**WHAT THE TASK REQUIRES:** Express every line of the entries below as a JSON array of strings, one string per line, omitting blank lines and the picture lines.
-- Start of DATA SHOWN --
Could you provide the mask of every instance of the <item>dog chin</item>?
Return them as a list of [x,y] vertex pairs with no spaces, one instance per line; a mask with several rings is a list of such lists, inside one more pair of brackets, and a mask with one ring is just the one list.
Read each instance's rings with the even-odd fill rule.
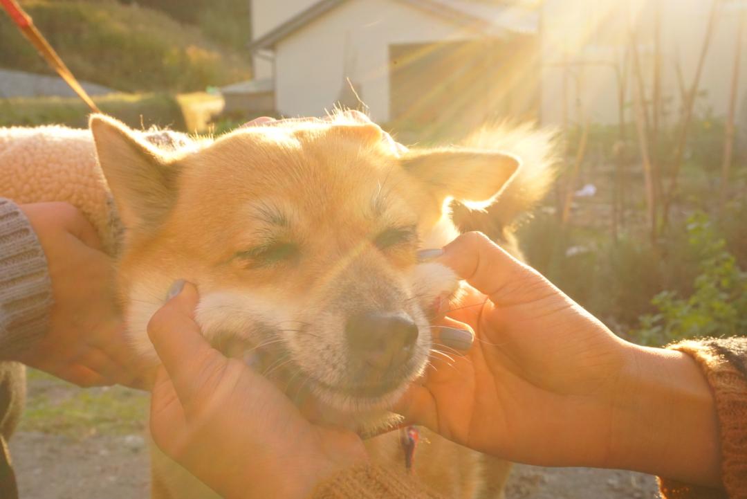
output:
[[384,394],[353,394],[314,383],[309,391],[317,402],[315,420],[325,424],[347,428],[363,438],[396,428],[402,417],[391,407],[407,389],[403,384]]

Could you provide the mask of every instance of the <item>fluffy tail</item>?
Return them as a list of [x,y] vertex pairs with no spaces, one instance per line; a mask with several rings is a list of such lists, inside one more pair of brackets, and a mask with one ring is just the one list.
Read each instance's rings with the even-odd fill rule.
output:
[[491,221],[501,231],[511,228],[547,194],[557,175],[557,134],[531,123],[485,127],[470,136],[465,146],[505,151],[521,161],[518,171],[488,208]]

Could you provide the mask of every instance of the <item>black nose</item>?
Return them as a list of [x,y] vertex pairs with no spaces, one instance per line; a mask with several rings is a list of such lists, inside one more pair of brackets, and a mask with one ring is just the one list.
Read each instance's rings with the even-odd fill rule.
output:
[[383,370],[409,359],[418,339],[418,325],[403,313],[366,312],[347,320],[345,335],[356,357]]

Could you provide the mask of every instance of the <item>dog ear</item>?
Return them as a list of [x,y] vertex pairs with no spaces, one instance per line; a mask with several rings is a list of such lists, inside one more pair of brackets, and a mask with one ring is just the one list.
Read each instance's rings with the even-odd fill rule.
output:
-- End of DATA SHOWN --
**EXERCISE RESULT:**
[
  "Could you provide the mask of every instance of the <item>dog chin</item>?",
  "Return them as a list of [x,y] vertex pairs with no spaces, one instance per line; a mask with several rings is a list of such lists, inside one more pair of brackets, and a mask with one ring is just the one list.",
  "Read each instance's rings with the even-odd fill rule.",
  "output:",
  "[[384,394],[353,394],[314,383],[309,391],[317,402],[315,420],[325,424],[347,428],[363,438],[396,428],[402,417],[391,407],[407,389],[403,384]]",
  "Could you provide the mask of every instance of the <item>fluffy tail</item>?",
  "Return them as a list of [x,y] vertex pairs with no spaces, one instance per line; a mask with several rings is a list of such lists, inside one more pair of brackets, and a mask with one ring is just the one list.",
  "Read each instance's rings with the even-odd fill rule.",
  "output:",
  "[[491,221],[501,231],[511,228],[547,194],[557,175],[557,134],[531,123],[485,127],[470,136],[465,146],[505,151],[521,161],[518,171],[488,208]]",
  "Could you provide the mask of every instance of the <item>black nose</item>?",
  "Return them as a list of [x,y] vertex pairs with no spaces, one instance per line; a mask with several rings is a list of such lists, inside one more pair of brackets, and a mask with one ring is just the one list.",
  "Read each instance's rings with the even-odd fill rule.",
  "output:",
  "[[383,370],[409,359],[418,339],[418,325],[403,313],[366,312],[347,320],[345,335],[356,357]]",
  "Could you provide the mask of every instance of the <item>dog ear</item>?",
  "Return them as a list of [x,y] vertex pairs with no spaces, one instance per line; a mask with several rings is a list of such lists, inside one more pair of brackets, and a mask with one ring is just the one list.",
  "Read each instance's rings with the even-odd fill rule.",
  "output:"
]